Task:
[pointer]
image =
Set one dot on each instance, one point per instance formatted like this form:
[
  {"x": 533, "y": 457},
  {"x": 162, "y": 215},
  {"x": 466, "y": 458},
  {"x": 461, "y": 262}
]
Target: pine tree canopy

__________

- _ABOUT THIS EXERCISE_
All of the entries must be written out exactly as they stand.

- _RESPONSE AREA_
Task:
[pointer]
image =
Set one dot on each instance, one point per instance formatted like this form:
[
  {"x": 533, "y": 457},
  {"x": 162, "y": 215},
  {"x": 466, "y": 458},
  {"x": 461, "y": 262}
]
Target: pine tree canopy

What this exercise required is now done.